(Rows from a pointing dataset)
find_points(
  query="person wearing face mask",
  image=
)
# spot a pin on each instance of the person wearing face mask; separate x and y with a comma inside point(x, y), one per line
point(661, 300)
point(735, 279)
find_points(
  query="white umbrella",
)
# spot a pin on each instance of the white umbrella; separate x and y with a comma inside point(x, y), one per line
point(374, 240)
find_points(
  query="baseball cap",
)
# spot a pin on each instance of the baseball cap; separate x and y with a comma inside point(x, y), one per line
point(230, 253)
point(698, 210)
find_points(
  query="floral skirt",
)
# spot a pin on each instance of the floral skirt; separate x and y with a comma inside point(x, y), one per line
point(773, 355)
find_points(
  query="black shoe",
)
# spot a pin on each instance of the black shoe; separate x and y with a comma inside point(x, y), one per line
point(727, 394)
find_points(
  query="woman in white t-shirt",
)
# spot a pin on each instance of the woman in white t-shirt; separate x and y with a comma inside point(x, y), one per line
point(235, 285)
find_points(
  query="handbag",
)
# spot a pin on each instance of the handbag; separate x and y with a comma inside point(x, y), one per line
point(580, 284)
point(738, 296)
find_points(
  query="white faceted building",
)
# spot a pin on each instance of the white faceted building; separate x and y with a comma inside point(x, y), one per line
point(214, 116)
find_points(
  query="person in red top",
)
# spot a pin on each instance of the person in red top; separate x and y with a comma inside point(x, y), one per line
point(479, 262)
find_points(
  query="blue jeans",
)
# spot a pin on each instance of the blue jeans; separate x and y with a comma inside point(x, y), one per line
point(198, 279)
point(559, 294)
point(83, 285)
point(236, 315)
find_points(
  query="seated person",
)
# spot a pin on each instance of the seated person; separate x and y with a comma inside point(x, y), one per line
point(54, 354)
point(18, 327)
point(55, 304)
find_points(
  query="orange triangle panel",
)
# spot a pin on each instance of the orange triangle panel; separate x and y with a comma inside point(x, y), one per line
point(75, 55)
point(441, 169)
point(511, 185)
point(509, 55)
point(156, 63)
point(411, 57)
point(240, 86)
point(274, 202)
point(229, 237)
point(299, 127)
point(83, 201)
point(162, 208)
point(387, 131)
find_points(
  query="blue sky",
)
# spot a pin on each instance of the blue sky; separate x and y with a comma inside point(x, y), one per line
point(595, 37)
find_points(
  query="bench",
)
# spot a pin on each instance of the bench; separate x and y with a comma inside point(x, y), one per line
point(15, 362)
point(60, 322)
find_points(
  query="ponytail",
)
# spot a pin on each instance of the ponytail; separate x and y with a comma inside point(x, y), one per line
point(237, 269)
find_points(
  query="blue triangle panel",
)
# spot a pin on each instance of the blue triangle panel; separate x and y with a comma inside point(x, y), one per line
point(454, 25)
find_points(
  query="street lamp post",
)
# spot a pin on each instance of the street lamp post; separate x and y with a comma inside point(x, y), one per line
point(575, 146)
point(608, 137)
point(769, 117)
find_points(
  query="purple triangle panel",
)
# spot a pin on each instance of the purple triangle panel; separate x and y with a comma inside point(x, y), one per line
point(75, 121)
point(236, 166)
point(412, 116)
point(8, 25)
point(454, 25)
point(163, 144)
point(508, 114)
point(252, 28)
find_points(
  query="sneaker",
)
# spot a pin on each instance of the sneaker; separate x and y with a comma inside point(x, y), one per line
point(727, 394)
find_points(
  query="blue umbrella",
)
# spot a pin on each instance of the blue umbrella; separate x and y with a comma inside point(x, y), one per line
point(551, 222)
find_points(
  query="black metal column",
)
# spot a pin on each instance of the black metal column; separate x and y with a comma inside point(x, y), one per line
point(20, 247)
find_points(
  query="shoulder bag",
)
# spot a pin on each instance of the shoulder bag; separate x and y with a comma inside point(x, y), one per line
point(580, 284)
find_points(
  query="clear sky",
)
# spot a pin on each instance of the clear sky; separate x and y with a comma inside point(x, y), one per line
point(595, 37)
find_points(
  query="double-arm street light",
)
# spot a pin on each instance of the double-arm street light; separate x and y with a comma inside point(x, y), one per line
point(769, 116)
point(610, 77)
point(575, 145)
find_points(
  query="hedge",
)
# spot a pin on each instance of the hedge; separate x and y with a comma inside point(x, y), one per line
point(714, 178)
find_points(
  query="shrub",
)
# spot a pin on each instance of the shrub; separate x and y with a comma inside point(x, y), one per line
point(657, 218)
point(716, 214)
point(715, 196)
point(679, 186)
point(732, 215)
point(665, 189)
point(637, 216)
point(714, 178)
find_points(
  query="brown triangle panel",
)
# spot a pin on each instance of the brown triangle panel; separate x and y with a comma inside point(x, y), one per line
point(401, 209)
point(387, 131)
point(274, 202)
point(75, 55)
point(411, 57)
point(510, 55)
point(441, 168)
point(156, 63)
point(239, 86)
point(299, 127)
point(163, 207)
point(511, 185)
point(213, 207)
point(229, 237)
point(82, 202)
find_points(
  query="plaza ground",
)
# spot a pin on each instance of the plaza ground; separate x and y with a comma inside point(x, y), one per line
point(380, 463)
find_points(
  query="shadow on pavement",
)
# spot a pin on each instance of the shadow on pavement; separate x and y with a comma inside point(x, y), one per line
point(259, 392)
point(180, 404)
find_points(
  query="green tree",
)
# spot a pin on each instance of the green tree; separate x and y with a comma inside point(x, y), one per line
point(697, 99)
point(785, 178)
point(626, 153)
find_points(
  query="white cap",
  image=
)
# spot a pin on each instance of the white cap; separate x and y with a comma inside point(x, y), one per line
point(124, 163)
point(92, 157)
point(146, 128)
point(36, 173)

◆ **SHORT EXERCISE**
Reproduce every one of the lines above without changing anything.

◆ **PROBLEM SOLUTION**
find_points(
  query="person wearing face mask",
  image=
)
# spot a pin on each instance of the person wearing face mask; separate x and y with a comma inside point(x, y), one per line
point(661, 300)
point(735, 279)
find_points(
  query="white umbrella",
)
# spot a pin on each instance of the white umbrella; separate x and y with a comma inside point(x, y), one per line
point(374, 240)
find_points(
  query="baseball cap",
)
# spot a pin on each instance of the baseball cap; separate x and y with a comma inside point(x, y), one per line
point(230, 253)
point(698, 210)
find_points(
  query="floral skirt",
)
# spot a pin on each instance of the floral skirt; separate x and y with a comma inside point(x, y), one per line
point(773, 355)
find_points(
  query="black shoe",
)
# spot a pin on each instance of the black shoe; separate x and y with a comma inside point(x, y), one per line
point(727, 394)
find_points(
  query="woman in white t-shirt",
)
# spot a pin on each instance of the woman in white t-shirt; separate x and y with a comma inside point(x, y), one per line
point(235, 285)
find_points(
  query="handbag",
)
# spot a pin on each instance of the handbag; separate x and y with a comma inside point(x, y), one per line
point(580, 284)
point(738, 296)
find_points(
  query="white faceted building",
)
# spot a pin on each instance of the white faceted building; separate x and y with a comma inside point(x, y), one per line
point(214, 116)
find_points(
  query="person in red top",
)
# spot a pin on each instance of the person in red top; separate x and y with a comma inside point(x, y), one per line
point(479, 262)
find_points(
  query="blue jeans",
)
# spot a pin on each instance of the blue jeans; separate x and y with a comma inside point(x, y), one per line
point(198, 279)
point(559, 294)
point(83, 285)
point(236, 315)
find_points(
  query="seated person",
)
# spot a pin on each instance of the seated person; separate x and y with a comma inside point(x, y), one per line
point(54, 354)
point(18, 327)
point(55, 304)
find_points(
  query="orange triangle panel",
)
# spot a pin on each instance of the orange triangle panel; separate x and y with a comma inside point(x, y), one per line
point(75, 55)
point(441, 169)
point(511, 185)
point(509, 55)
point(156, 63)
point(411, 57)
point(240, 86)
point(274, 202)
point(229, 237)
point(299, 127)
point(83, 201)
point(162, 208)
point(387, 131)
find_points(
  query="blue sky",
)
# spot a pin on each instance of the blue sky; separate x and y with a comma inside point(x, y), one per line
point(595, 37)
find_points(
  query="bench",
)
# spot a pin on each instance of the bench; separate x and y with a comma inside point(x, y), one per line
point(15, 362)
point(60, 322)
find_points(
  query="ponytail",
)
# spot a pin on each instance of the ponytail; separate x and y with a comma inside point(x, y), one per line
point(237, 269)
find_points(
  query="blue triangle panel",
)
# spot a pin on each instance of the blue triangle panel; separate x and y with a comma inside point(x, y), one per line
point(454, 25)
find_points(
  query="street lamp post",
)
# spot a pin on each instance of the street lamp post; separate x and y with a comma inside point(x, y), one per line
point(575, 146)
point(608, 137)
point(769, 117)
find_points(
  query="purple triangle panel",
)
# spot a pin on each instance of the purple triangle panel; separate x and y with a comma inside point(x, y), one per line
point(75, 121)
point(236, 166)
point(412, 116)
point(8, 25)
point(454, 25)
point(163, 144)
point(508, 114)
point(252, 28)
find_points(
  query="sneaker",
)
# spot a pin on each instance of the sneaker; separate x and y with a comma inside point(x, y), one per line
point(727, 394)
find_points(
  query="blue umbrella",
)
# spot a pin on each instance of the blue umbrella; separate x and y with a comma inside point(x, y), one per line
point(551, 222)
find_points(
  query="black metal column",
)
# spot a pin on each instance of the black metal column; separate x and y with a comma inside point(x, y), one per line
point(20, 247)
find_points(
  query="shoulder bag",
)
# spot a pin on each instance of the shoulder bag; separate x and y with a comma inside point(x, y), one per line
point(580, 284)
find_points(
  query="clear sky",
)
# spot a pin on each instance of the clear sky; separate x and y with a comma inside point(x, y), one per line
point(595, 37)
find_points(
  query="double-arm street light",
)
# spot a pin on each instance of the double-arm street light; separate x and y with a comma inside point(x, y), one per line
point(769, 116)
point(610, 77)
point(575, 145)
find_points(
  query="hedge",
)
# spot a pin on each instance of the hedge; separate x and y with a comma inside point(x, y), one per line
point(714, 178)
find_points(
  query="shrub",
)
# spot a pin on each instance of the shrub; separate x and y with a comma inside point(x, y), one per line
point(657, 218)
point(716, 214)
point(715, 196)
point(679, 186)
point(732, 215)
point(665, 189)
point(637, 216)
point(714, 178)
find_points(
  query="brown triangle panel",
)
# spot a pin on each instance of the brown triangle panel; separate x and y with a comma inside point(x, y), one per line
point(401, 209)
point(387, 131)
point(274, 202)
point(75, 55)
point(411, 57)
point(510, 55)
point(441, 168)
point(156, 63)
point(239, 86)
point(299, 127)
point(163, 207)
point(511, 185)
point(213, 207)
point(229, 237)
point(82, 202)
find_points(
  query="plaza ground",
)
# spot a pin on each instance of the plaza ground; separate x and y with a comma inside point(x, y), one per line
point(380, 463)
find_points(
  query="shadow on pavement",
)
# spot a pin on each instance of the shadow on pavement; separate x and y with a comma inside point(x, y), one per line
point(259, 392)
point(180, 404)
find_points(
  query="green tree",
)
# spot a pin on each instance of the green tree; separate x and y with a comma inside point(x, y), one per line
point(697, 99)
point(785, 178)
point(626, 153)
find_points(
  query="white cap",
  image=
)
# spot a pin on each instance of the white cap; separate x and y with a comma inside point(x, y), one per line
point(124, 163)
point(92, 157)
point(146, 128)
point(36, 173)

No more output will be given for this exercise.